===== Data records =====
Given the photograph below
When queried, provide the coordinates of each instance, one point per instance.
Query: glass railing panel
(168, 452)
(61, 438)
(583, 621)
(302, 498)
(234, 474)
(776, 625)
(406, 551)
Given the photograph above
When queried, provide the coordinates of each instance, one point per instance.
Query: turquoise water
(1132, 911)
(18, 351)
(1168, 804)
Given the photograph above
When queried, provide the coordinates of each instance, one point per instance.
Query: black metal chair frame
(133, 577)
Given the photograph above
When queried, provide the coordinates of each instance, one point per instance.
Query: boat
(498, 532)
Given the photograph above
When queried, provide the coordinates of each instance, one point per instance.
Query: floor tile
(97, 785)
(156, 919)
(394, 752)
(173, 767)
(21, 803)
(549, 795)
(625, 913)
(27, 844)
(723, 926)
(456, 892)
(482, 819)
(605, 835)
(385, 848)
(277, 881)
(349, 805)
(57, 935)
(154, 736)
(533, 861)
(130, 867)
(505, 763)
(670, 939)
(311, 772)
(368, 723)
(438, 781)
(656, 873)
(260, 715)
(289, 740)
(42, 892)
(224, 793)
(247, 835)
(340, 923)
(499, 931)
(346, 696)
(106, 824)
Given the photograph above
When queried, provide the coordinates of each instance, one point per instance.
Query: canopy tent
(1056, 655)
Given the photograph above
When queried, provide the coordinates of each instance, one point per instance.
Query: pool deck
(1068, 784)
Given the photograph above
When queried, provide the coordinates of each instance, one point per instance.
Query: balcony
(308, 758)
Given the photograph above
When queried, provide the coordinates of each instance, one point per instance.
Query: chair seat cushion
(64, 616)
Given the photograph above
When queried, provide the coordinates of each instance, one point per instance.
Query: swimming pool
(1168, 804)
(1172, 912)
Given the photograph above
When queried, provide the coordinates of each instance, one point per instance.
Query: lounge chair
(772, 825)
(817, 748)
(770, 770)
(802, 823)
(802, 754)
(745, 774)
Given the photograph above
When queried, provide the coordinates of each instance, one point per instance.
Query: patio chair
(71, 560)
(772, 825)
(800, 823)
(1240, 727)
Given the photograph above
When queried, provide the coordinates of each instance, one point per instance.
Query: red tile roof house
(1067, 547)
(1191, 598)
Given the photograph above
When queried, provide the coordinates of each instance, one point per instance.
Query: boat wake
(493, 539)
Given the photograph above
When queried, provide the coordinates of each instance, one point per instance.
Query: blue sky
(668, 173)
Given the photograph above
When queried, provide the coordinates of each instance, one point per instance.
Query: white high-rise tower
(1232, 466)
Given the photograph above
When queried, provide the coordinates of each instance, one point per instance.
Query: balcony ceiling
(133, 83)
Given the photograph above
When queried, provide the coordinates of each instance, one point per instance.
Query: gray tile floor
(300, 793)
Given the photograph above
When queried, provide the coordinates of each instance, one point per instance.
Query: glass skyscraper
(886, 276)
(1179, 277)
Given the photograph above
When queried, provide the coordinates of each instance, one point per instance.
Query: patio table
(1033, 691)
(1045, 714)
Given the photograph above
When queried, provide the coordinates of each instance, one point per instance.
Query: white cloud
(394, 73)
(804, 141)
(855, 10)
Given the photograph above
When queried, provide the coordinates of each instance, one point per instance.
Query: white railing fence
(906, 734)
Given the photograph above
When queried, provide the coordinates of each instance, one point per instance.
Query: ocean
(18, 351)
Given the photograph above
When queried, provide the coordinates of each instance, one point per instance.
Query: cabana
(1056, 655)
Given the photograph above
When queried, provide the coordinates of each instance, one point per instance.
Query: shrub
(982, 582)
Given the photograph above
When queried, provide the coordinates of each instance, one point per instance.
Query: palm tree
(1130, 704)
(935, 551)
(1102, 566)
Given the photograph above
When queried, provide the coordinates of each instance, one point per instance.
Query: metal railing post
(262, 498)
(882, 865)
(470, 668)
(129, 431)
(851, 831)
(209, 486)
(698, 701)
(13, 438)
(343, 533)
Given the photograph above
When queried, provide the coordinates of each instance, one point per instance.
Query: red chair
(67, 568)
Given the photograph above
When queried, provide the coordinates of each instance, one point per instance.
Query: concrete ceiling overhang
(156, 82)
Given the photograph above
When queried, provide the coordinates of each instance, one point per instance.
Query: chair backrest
=====
Your assignment: For this exercise, output the entries above exactly as written.

Task response:
Given the photograph below
When queried, provide the coordinates of each instance, one point per instance.
Query: glass railing panel
(168, 452)
(61, 438)
(583, 621)
(302, 498)
(234, 474)
(776, 625)
(406, 551)
Given the photograph above
When queried, provide the coordinates of each instance, one point per instance.
Query: turquoise water
(1132, 911)
(18, 351)
(1168, 804)
Given the photograph above
When queried, provide the coordinates of each instance, one point per instance.
Query: black metal chair frame
(133, 577)
Given the photograph above
When queried, provide the coordinates of each instance, one point per instance.
Query: boat
(498, 532)
Given the photograph above
When queried, provide the coordinates of each instance, one point per instance.
Query: floor tile
(97, 785)
(156, 919)
(394, 752)
(173, 767)
(21, 803)
(549, 795)
(625, 913)
(27, 844)
(723, 926)
(456, 892)
(482, 819)
(605, 835)
(385, 848)
(277, 881)
(349, 805)
(57, 935)
(154, 736)
(533, 861)
(130, 867)
(505, 763)
(670, 939)
(311, 772)
(368, 723)
(438, 781)
(656, 873)
(260, 715)
(289, 740)
(42, 892)
(224, 793)
(247, 835)
(340, 923)
(499, 931)
(346, 696)
(106, 824)
Given the photograph above
When queried, provide the coordinates of each instance, one point per instance.
Query: canopy tent
(1056, 655)
Given the photograph above
When queried, provide the coordinates of each instance, one point per instance.
Query: pool deck
(1068, 784)
Given the photograph above
When queried, provide the coordinates of each instance, one point per instance.
Query: balcony
(308, 758)
Given the photograph above
When queried, provide the coordinates of each instance, one point per instance.
Query: chair seat cushion
(64, 616)
Given the photograph above
When queried, provide the coordinates of each instance, one point per instance.
Query: swimming pool
(1168, 804)
(1172, 912)
Given the photograph above
When queried, provide the coordinates of each instance, one point per instance.
Query: lounge chair
(772, 825)
(817, 748)
(770, 770)
(802, 823)
(802, 754)
(745, 774)
Given the photograph above
When queried, provide the coordinates of each instance, one point per instance.
Query: patio chair
(71, 560)
(772, 825)
(800, 823)
(1240, 727)
Given the photograph above
When queried, provide the coordinates of each instance, one point per instance.
Query: red tile roof house
(1067, 547)
(1191, 598)
Given the photograph above
When queried, provide the coordinates of each instance, one point per instance.
Query: boat wake
(493, 539)
Given the photograph above
When queried, provide the coordinates of each instance, one point per instance.
Query: blue sky
(668, 173)
Given the photograph above
When queried, provide the coordinates of each instance, one point per instance.
Query: white high-rise tower
(1232, 466)
Given the photograph above
When queried, provide the coordinates of each instance, one point per instance.
Query: balcony ceiling
(133, 83)
Given the photograph above
When queried, provide the coordinates of each instance, one point per instance.
Query: gray tile floor
(300, 793)
Given the photograph above
When queried, provide the coordinates of each instance, one point per instance.
Query: glass skyscraper
(886, 276)
(1179, 277)
Given the photograph above
When queried, provide the coordinates of each instance, one point per instance.
Query: patio table
(1033, 691)
(1045, 714)
Given the photograph above
When queried, provide the coordinates of each instance, one point per instance.
Query: white cloud
(394, 73)
(804, 141)
(855, 10)
Given the photograph above
When queried, provide the coordinates of each instance, one point per instance.
Query: white railing fence
(906, 734)
Given the photograph above
When queried, provide the coordinates of each instance, one point per instance.
Query: ocean
(18, 351)
Given the photograph above
When queried, provide the coordinates of each instance, one point per instance.
Query: cabana
(1056, 655)
Given the photograph above
When queried, provide the coordinates of each instance, one point per instance.
Query: shrub
(982, 582)
Given the photograph above
When queried, provide the coordinates of each instance, one point per instance.
Query: palm tree
(1130, 704)
(935, 551)
(1102, 566)
Given the photograph above
When queried, provide the coordinates of each instance, one point per instance.
Query: metal railing post
(262, 498)
(882, 865)
(470, 668)
(129, 431)
(851, 831)
(209, 486)
(698, 701)
(13, 438)
(343, 533)
Given the photograph above
When queried, provide the coordinates of each instance, one point per instance.
Query: red chair
(67, 568)
Given the photograph above
When queried, provide the coordinates of each instance, one point per instance.
Query: concrete ceiling overhang
(156, 82)
Given the photograph above
When queried, provide the coordinates of each instance, one point per instance.
Query: chair backrest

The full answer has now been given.